• SOURCE TEXT:
══════

We set up a schedule with Floor Guy #2 to install the floor.  But this meant first that Husband and I had to manage to move the entire refrigerator through various narrow passages in our house out of the kitchen.  We were going to put the fridge in the laundry room.  Except it turns out our fridge is wider than the door to the laundry room, or to the bedroom next to the kitchen, or to anywhere but the back door.

So onto the back porch it went.  I wish I had a picture of how our back porch now looked like we were trying some avant-garde experimental kitchen project.  No, wait, it just looked weird.  And was very inconvenient to have to go outside.  In the winter.  To get milk.

Did I mention it was the winter?  Everything in the refrigerator doors froze.

Floor Guy #2 got to installing the floor.  Which you'd think is a fairly simple process.  But it wasn't at all; it was instead days and days of process:

  1. FG2 comes to remove the old tiles from the floor.
  2. FG2 comes the next day to sand down the gunk from under the old tiles.
  3. FG2 comes to install the new wood.
  4. FG2 comes to install the pegs and the wood filler on the wood.

══════

• SUPPLIED INFORMATION:
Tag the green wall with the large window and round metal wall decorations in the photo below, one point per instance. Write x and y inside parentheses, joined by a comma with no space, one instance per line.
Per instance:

══════

• WORK REQUEST:
Rewrite the part of the floor installation account that opens with "2. FG2 comes" and closes with "on the wood.", replacing "pegs" with "dowels". Draw only on the account of the floor installation when responding.

• TASK ANSWER:
2. FG2 comes the next day to sand down the gunk from under the old tiles.
  3. FG2 comes to install the new wood.
  4. FG2 comes to install the dowels and the wood filler on the wood.